======== GIVEN DATA
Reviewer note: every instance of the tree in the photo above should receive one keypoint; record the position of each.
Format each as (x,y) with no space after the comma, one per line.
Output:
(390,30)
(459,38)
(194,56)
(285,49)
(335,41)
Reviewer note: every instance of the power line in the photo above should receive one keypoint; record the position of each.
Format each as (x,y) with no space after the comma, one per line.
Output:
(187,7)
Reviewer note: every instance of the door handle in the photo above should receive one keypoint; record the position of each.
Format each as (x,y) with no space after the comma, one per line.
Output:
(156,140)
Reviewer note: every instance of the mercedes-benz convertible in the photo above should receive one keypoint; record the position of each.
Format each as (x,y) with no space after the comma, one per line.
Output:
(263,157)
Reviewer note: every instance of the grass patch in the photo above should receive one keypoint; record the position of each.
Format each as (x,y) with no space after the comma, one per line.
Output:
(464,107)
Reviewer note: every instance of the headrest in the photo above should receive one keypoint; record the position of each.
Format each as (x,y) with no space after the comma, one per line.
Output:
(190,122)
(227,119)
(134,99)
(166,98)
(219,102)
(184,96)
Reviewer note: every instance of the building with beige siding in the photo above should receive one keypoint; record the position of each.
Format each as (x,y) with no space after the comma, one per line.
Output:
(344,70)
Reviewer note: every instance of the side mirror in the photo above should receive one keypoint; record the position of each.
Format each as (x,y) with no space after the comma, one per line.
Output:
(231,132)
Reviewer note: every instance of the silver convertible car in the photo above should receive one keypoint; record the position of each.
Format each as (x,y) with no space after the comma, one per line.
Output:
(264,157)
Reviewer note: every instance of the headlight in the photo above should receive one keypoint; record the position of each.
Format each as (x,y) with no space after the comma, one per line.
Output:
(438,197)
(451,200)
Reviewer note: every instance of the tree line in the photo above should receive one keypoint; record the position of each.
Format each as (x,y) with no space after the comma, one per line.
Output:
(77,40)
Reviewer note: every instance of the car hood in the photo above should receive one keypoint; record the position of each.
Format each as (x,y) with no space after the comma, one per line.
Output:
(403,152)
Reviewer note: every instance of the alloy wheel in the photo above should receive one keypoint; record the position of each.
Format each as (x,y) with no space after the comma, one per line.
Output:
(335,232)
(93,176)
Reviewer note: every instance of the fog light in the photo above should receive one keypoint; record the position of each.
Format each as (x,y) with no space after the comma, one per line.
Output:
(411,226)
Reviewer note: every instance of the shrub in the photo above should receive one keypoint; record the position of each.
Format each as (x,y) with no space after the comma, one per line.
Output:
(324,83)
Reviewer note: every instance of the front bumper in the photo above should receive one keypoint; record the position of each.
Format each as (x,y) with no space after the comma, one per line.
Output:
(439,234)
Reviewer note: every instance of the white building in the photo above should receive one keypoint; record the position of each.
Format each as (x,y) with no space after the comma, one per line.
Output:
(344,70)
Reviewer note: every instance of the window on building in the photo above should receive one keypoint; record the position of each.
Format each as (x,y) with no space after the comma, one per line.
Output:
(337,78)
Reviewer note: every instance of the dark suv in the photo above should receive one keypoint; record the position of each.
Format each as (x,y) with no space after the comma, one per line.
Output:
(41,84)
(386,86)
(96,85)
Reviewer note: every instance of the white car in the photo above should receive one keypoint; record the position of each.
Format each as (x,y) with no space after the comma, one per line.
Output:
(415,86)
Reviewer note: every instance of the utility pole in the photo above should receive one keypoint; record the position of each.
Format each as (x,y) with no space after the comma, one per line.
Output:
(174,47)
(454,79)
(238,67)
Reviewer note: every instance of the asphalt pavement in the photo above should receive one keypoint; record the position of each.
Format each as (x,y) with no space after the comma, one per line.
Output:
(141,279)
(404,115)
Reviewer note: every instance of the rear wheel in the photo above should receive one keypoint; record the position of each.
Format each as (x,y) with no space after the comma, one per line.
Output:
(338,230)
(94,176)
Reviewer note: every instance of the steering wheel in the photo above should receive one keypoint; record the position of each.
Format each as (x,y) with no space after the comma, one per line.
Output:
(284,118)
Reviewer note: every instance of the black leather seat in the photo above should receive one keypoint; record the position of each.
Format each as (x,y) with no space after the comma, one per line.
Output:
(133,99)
================
WHAT IS REQUIRED
Pull every line containing the word "convertible" out of the entries above.

ANSWER BELOW
Reviewer note: every instance of the mercedes-benz convertible in the photo above should receive one keypoint; record the position of each.
Reviewer note: every instance of the silver convertible car in the photo above should receive one keypoint; record the position of each.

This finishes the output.